TASK DIRECTIONS: Keep every line in which "mask" occurs and drop the rest of the data.

DATA EXCERPTS:
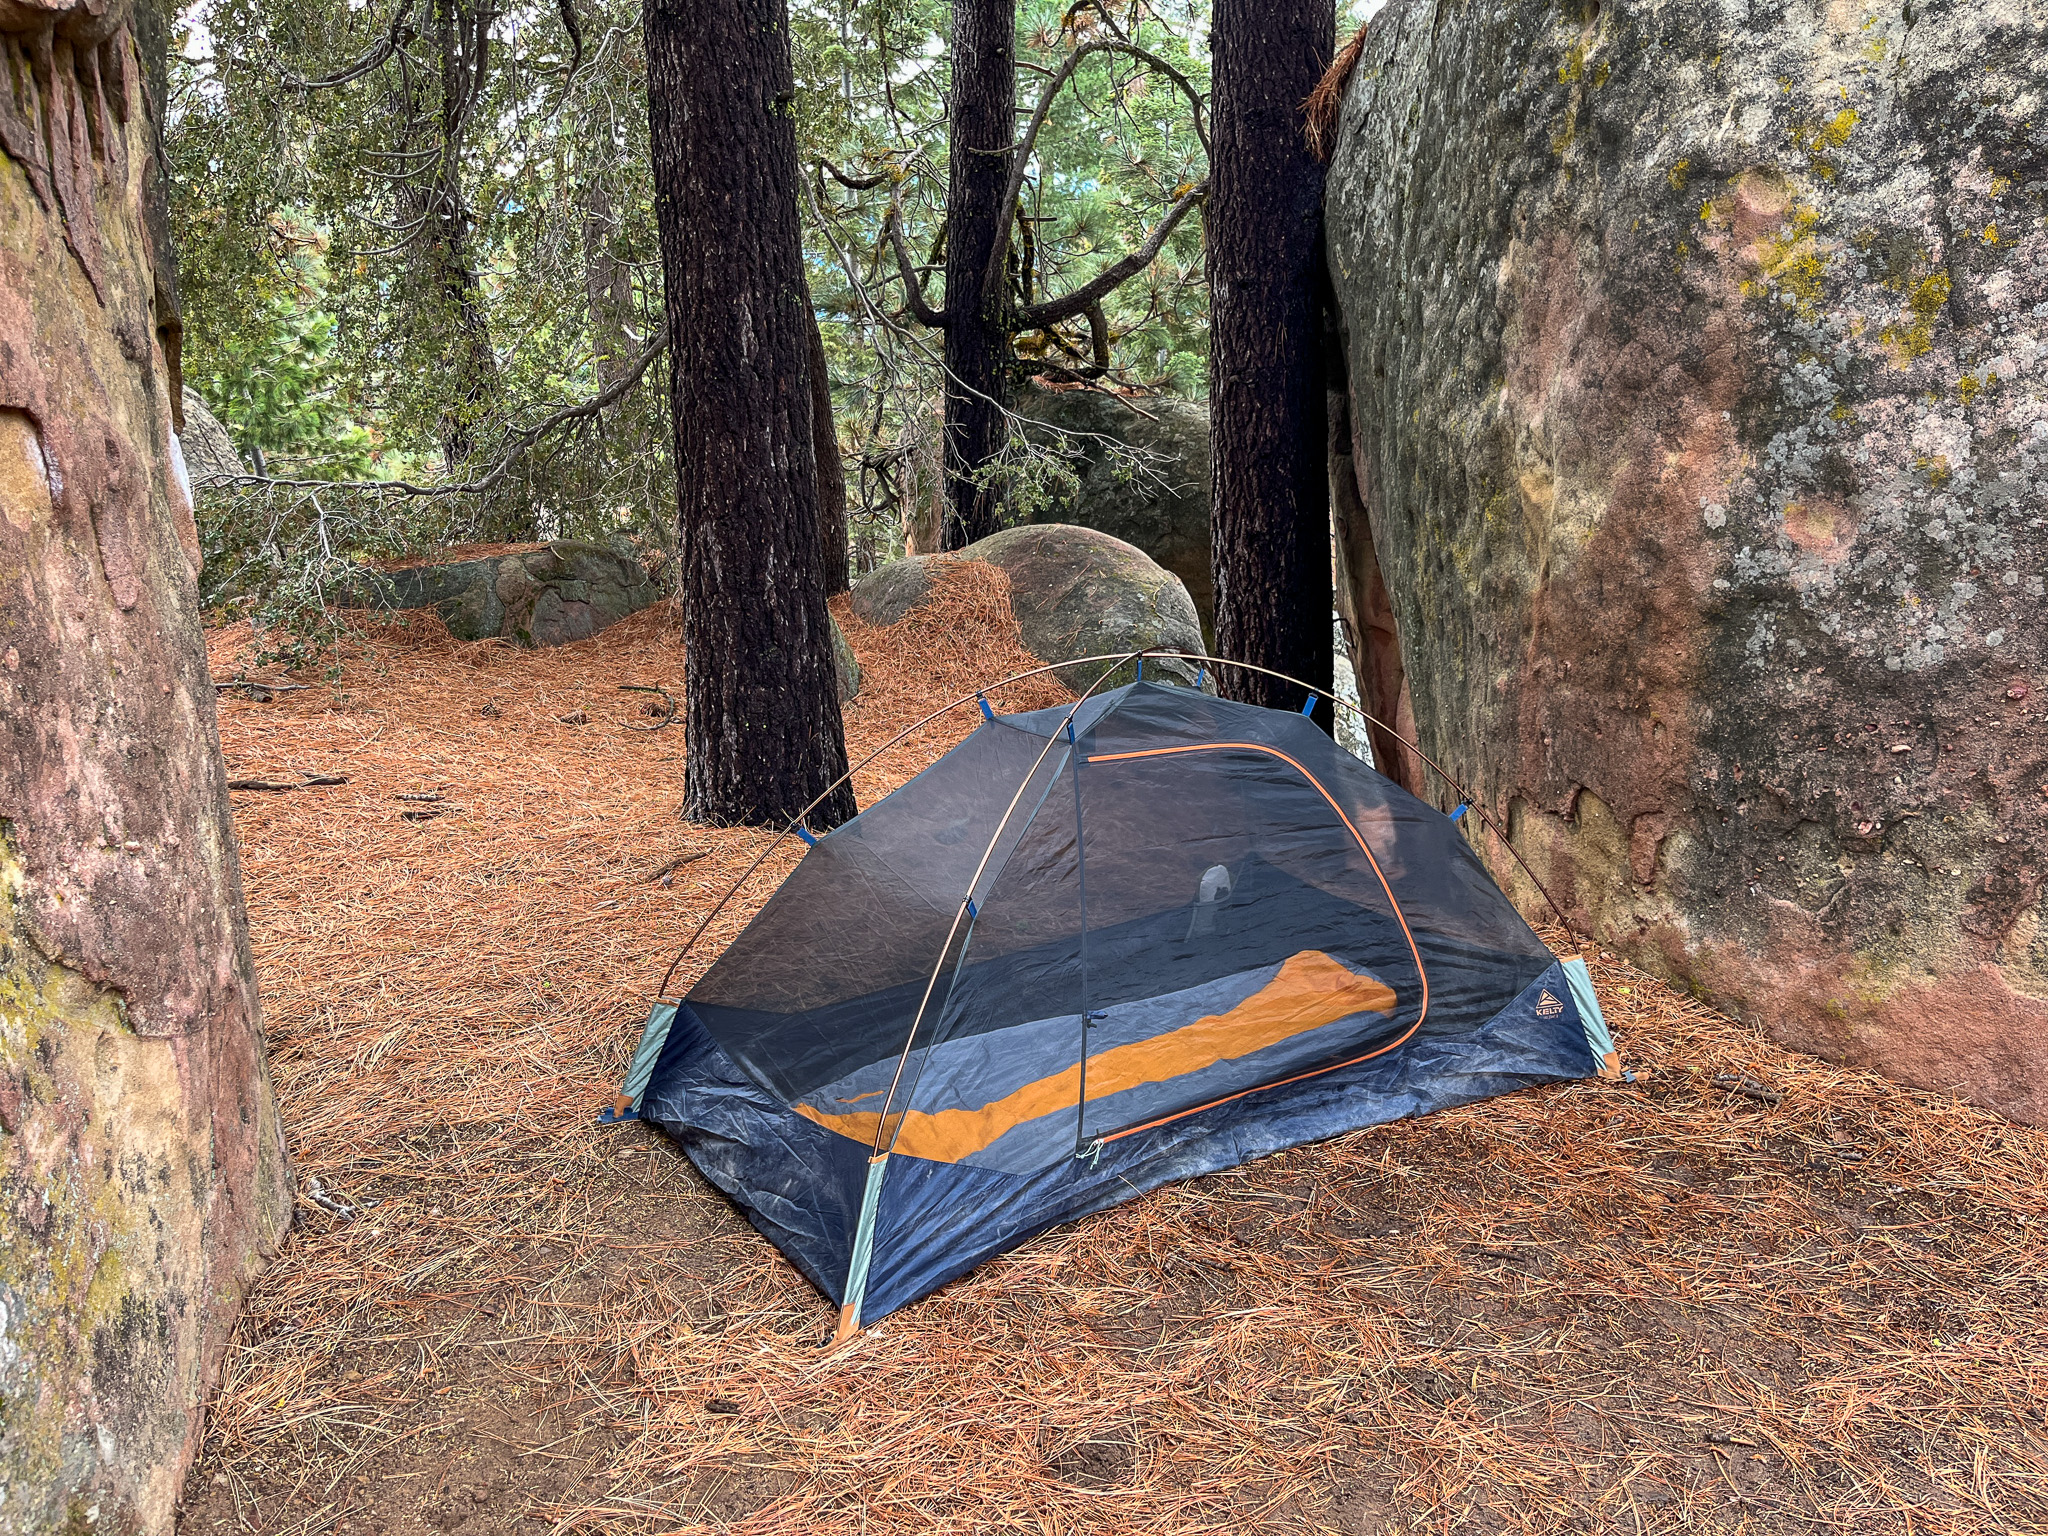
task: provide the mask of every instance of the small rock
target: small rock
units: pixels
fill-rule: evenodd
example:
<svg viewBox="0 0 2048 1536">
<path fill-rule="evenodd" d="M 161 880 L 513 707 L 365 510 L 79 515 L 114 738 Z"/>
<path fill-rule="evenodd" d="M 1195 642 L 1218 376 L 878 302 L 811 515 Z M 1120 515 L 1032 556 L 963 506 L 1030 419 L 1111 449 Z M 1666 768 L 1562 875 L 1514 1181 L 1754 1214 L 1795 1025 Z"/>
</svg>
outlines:
<svg viewBox="0 0 2048 1536">
<path fill-rule="evenodd" d="M 570 711 L 570 712 L 569 712 L 568 714 L 566 714 L 566 715 L 557 715 L 557 716 L 555 716 L 555 718 L 556 718 L 557 720 L 561 721 L 561 722 L 562 722 L 562 724 L 564 724 L 564 725 L 588 725 L 588 724 L 590 724 L 590 716 L 589 716 L 589 715 L 587 715 L 587 714 L 585 714 L 585 713 L 584 713 L 584 712 L 583 712 L 582 710 L 580 710 L 580 709 L 574 709 L 574 710 L 571 710 L 571 711 Z"/>
</svg>

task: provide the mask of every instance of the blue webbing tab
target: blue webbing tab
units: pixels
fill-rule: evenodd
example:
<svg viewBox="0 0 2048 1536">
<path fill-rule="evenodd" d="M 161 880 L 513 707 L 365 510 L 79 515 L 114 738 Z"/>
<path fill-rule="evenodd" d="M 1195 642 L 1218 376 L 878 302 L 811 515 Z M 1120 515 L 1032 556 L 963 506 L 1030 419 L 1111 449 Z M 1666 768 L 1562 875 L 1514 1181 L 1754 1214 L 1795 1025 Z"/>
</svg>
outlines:
<svg viewBox="0 0 2048 1536">
<path fill-rule="evenodd" d="M 1308 702 L 1307 702 L 1306 704 L 1304 704 L 1304 705 L 1302 705 L 1302 706 L 1301 706 L 1301 712 L 1302 712 L 1302 713 L 1303 713 L 1304 715 L 1312 715 L 1312 714 L 1314 714 L 1314 713 L 1316 712 L 1316 703 L 1317 703 L 1317 700 L 1316 700 L 1316 696 L 1315 696 L 1314 694 L 1310 694 L 1310 695 L 1308 696 Z"/>
<path fill-rule="evenodd" d="M 614 1114 L 610 1108 L 600 1109 L 597 1112 L 597 1123 L 599 1125 L 624 1125 L 628 1120 L 638 1120 L 639 1118 L 640 1111 L 637 1109 L 620 1110 L 617 1114 Z"/>
<path fill-rule="evenodd" d="M 1209 663 L 1207 663 L 1206 661 L 1203 662 L 1199 667 L 1195 668 L 1195 692 L 1200 693 L 1202 691 L 1202 679 L 1207 677 L 1208 675 Z"/>
<path fill-rule="evenodd" d="M 1470 806 L 1466 805 L 1464 801 L 1460 800 L 1458 802 L 1458 808 L 1455 811 L 1451 812 L 1451 820 L 1456 821 L 1460 816 L 1464 815 L 1465 812 L 1470 809 Z"/>
<path fill-rule="evenodd" d="M 1068 746 L 1072 746 L 1073 744 L 1074 744 L 1074 717 L 1073 717 L 1072 715 L 1069 715 L 1069 716 L 1067 716 L 1067 745 L 1068 745 Z"/>
<path fill-rule="evenodd" d="M 811 829 L 805 826 L 802 822 L 798 822 L 796 825 L 796 835 L 804 840 L 804 846 L 806 848 L 815 848 L 818 846 L 818 839 L 812 835 Z"/>
<path fill-rule="evenodd" d="M 984 720 L 995 719 L 996 712 L 988 707 L 988 695 L 977 693 L 974 697 L 975 701 L 981 705 L 981 718 Z"/>
<path fill-rule="evenodd" d="M 1138 658 L 1138 681 L 1145 681 L 1145 658 L 1142 656 Z"/>
<path fill-rule="evenodd" d="M 980 913 L 979 909 L 977 909 L 977 908 L 975 907 L 975 905 L 974 905 L 974 898 L 973 898 L 972 896 L 968 897 L 968 898 L 967 898 L 967 920 L 968 920 L 968 921 L 969 921 L 969 922 L 971 923 L 971 922 L 973 922 L 973 921 L 974 921 L 974 919 L 975 919 L 975 918 L 979 917 L 980 915 L 981 915 L 981 913 Z"/>
</svg>

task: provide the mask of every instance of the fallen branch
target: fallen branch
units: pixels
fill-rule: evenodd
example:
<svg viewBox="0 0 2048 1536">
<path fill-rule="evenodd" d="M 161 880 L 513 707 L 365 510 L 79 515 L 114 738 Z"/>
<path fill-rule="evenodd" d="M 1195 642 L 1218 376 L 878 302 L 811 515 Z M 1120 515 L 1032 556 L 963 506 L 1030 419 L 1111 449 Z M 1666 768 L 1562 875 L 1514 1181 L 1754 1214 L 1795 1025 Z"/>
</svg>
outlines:
<svg viewBox="0 0 2048 1536">
<path fill-rule="evenodd" d="M 1714 1077 L 1714 1086 L 1727 1093 L 1739 1093 L 1745 1099 L 1755 1099 L 1762 1104 L 1779 1104 L 1785 1095 L 1768 1083 L 1760 1083 L 1747 1072 L 1721 1072 Z"/>
<path fill-rule="evenodd" d="M 346 784 L 347 782 L 348 775 L 345 773 L 309 773 L 299 778 L 296 782 L 288 782 L 283 779 L 229 779 L 228 788 L 266 790 L 315 789 L 322 785 Z"/>
<path fill-rule="evenodd" d="M 708 848 L 696 848 L 679 853 L 647 878 L 649 880 L 666 881 L 670 875 L 681 869 L 685 864 L 694 864 L 699 859 L 708 858 L 710 852 L 711 850 Z"/>
<path fill-rule="evenodd" d="M 660 712 L 660 713 L 661 713 L 661 721 L 660 721 L 660 723 L 659 723 L 659 724 L 656 724 L 656 725 L 635 725 L 635 724 L 633 724 L 633 723 L 632 723 L 632 722 L 631 722 L 631 721 L 629 720 L 629 721 L 627 721 L 627 722 L 626 722 L 626 729 L 627 729 L 627 730 L 629 730 L 629 731 L 646 731 L 646 732 L 648 732 L 649 734 L 652 734 L 652 733 L 653 733 L 653 732 L 655 732 L 655 731 L 660 731 L 660 730 L 666 730 L 666 729 L 667 729 L 667 728 L 668 728 L 669 726 L 671 726 L 671 725 L 675 724 L 675 719 L 676 719 L 676 701 L 675 701 L 675 699 L 674 699 L 673 697 L 671 697 L 671 696 L 670 696 L 670 694 L 669 694 L 669 691 L 668 691 L 668 690 L 667 690 L 666 688 L 655 688 L 655 687 L 652 687 L 652 686 L 650 686 L 650 685 L 649 685 L 649 684 L 647 684 L 647 683 L 621 683 L 621 684 L 619 684 L 619 692 L 621 692 L 621 693 L 658 693 L 658 694 L 660 694 L 660 695 L 661 695 L 661 702 L 662 702 L 663 704 L 665 704 L 665 705 L 667 706 L 667 708 L 666 708 L 666 709 L 663 709 L 663 710 L 662 710 L 662 711 Z M 653 706 L 652 706 L 652 705 L 650 705 L 650 706 L 649 706 L 649 708 L 650 708 L 650 709 L 652 709 L 652 708 L 653 708 Z"/>
<path fill-rule="evenodd" d="M 334 1196 L 327 1193 L 326 1186 L 320 1182 L 319 1176 L 316 1174 L 307 1174 L 299 1187 L 308 1200 L 319 1206 L 328 1215 L 338 1217 L 342 1221 L 354 1221 L 363 1214 L 363 1211 L 368 1206 L 376 1204 L 373 1200 L 365 1202 L 364 1205 L 356 1206 L 350 1205 L 346 1200 L 337 1200 Z"/>
</svg>

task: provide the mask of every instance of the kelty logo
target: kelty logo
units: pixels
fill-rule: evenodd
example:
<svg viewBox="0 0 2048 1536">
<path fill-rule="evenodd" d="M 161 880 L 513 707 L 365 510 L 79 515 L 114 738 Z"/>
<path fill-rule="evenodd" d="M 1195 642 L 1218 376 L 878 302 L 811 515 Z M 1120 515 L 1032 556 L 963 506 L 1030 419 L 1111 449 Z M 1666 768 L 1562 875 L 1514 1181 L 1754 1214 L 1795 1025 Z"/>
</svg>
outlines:
<svg viewBox="0 0 2048 1536">
<path fill-rule="evenodd" d="M 1556 993 L 1545 987 L 1536 995 L 1536 1011 L 1546 1019 L 1554 1019 L 1564 1012 L 1564 1004 Z"/>
</svg>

YOUR RESPONSE:
task: provide the mask of every instance of the small rock
task: provide the mask of every instance of the blue webbing tab
task: provide the mask of every instance of the fallen branch
task: provide the mask of every instance of the kelty logo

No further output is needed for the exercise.